[begin Dataset extract]

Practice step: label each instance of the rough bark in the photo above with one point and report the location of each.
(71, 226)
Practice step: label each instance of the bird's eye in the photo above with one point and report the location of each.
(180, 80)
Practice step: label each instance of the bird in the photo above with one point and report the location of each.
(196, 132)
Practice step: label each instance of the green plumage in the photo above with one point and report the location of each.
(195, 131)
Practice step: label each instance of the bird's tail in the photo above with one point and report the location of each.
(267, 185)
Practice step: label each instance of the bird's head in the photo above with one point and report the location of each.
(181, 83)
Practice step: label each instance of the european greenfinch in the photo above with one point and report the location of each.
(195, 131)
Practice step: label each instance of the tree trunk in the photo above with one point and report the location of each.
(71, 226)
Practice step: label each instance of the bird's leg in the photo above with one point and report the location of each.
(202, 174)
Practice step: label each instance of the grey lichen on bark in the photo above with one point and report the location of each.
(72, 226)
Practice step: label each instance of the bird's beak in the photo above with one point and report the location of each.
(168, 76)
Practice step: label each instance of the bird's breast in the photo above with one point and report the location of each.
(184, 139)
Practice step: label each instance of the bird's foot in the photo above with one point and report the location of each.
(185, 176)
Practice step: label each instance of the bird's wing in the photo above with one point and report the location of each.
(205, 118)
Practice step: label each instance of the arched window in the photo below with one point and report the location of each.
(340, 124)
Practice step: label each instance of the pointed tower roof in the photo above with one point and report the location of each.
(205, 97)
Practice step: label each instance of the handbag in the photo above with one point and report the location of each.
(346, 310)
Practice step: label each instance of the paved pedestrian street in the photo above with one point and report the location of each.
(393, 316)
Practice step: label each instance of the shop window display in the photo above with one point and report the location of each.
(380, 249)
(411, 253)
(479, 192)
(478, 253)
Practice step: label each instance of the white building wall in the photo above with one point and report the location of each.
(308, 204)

[end Dataset extract]

(Exercise prompt)
Every record above needs to be repeated word for word.

(Solution for this task)
Practice step: label each instance of the rough bark in the photo above with one point and report the location of each.
(71, 226)
Practice step: label each instance of the bird's eye in the photo above with one point and report the location of each.
(180, 80)
Practice step: label each instance of the bird in the photo above with one point and report the location of each.
(196, 132)
Practice step: label each instance of the green plumage in the photo above with one point and report the location of each.
(195, 131)
Practice step: label each instance of the bird's tail in the photo above with one point and report the location of each.
(267, 185)
Practice step: label each instance of the bird's head in the photo above with one point and report the location of each.
(181, 83)
Practice step: label each instance of the european greenfinch in the photo above with one point and report the location of each.
(195, 131)
Practice step: label each instance of the tree trunk in the photo above with one point and report the location of each.
(71, 226)
Practice step: label each instance of the bird's leg in the photo above with one point and report the location of each.
(202, 174)
Practice step: label each instance of the grey lichen on bark in the photo above with one point and report the location of each.
(72, 226)
Practice step: label each instance of the bird's beak in the photo above with one point and report the location of each.
(168, 76)
Practice step: label each instance of the bird's breast in the photo above with one point and report the location of each.
(184, 139)
Practice step: label each instance of the bird's foot in the photo above with one point and report the location of each.
(185, 176)
Practice step: label each instance of the bird's wing in the photo above with one point and report the location of each.
(205, 118)
Practice step: label each instance of the arched window in the photo below with one point and report the location of each.
(340, 124)
Practice step: label each instance of the pointed tower roof in the photo above with one point and report the location of each.
(205, 97)
Practice step: label each instance of the handbag in the photo above with one point and report the location of each.
(346, 310)
Practice step: label each instance of the paved pedestrian street in the photo above with one point and report the location of each.
(393, 316)
Practice step: label each instance of the shop window display in the photo above with one point and report the location of each.
(380, 249)
(411, 253)
(479, 192)
(478, 253)
Practice step: label each instance of the white building wall in the photo above with one point and report the location of each.
(308, 204)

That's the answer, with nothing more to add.